Study text:
[Start of Attachment]

Dr. David Cowie, who had been chairman since the formulation of the department in 1920, died on January 27, 1940. The W. K. Kellogg Foundation provided $100,000 to assist in financing complete reorganization of the department. Dr. Charles McKann was appointed chairman of the department. He assumed his new responsibilities in July of 1941.
The revitalization of the department materialized during McKann's period of administration, and in 1944 James Wilson came to Ann Arbor from Boston to take over the chairmanship.
In the twenty-three-year period under Wilson, 1944-67, the 1914 Contagious Hospital was abandoned and its patients transferred to isolation cubicles in the pediatric wards of the Main Hospital. Research activities were greatly expanded, utilizing space in the Kresge Clinical Research complex assigned to the department.

[End of Attachment]

Data for analysis:

[Start of Attachment]

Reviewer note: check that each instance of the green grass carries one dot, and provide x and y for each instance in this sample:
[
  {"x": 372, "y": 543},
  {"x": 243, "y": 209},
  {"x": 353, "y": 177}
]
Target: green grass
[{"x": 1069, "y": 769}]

[End of Attachment]

Assigned task A:
In the department history text, condense the paragraph that begins "Dr. David Cowie, who had been chairman" into a short bulleted list that keeps its main facts.
Assigned task B:
Update the department history text by reproducing the passage starting with "Dr. David Cowie, who" and going on through "to the department.", with "greatly expanded" changed to "considerably expanded".

Written response A:
- Dr. David Cowie, chairman since the department was formed in 1920, died on January 27, 1940.
- The W. K. Kellogg Foundation gave $100,000 to help fund a complete reorganization of the department.
- Dr. Charles McKann was appointed chairman and took up the post in July 1941.

Written response B:
Dr. David Cowie, who had been chairman since the formulation of the department in 1920, died on January 27, 1940. The W. K. Kellogg Foundation provided $100,000 to assist in financing complete reorganization of the department. Dr. Charles McKann was appointed chairman of the department. He assumed his new responsibilities in July of 1941.
The revitalization of the department materialized during McKann's period of administration, and in 1944 James Wilson came to Ann Arbor from Boston to take over the chairmanship.
In the twenty-three-year period under Wilson, 1944-67, the 1914 Contagious Hospital was abandoned and its patients transferred to isolation cubicles in the pediatric wards of the Main Hospital. Research activities were considerably expanded, utilizing space in the Kresge Clinical Research complex assigned to the department.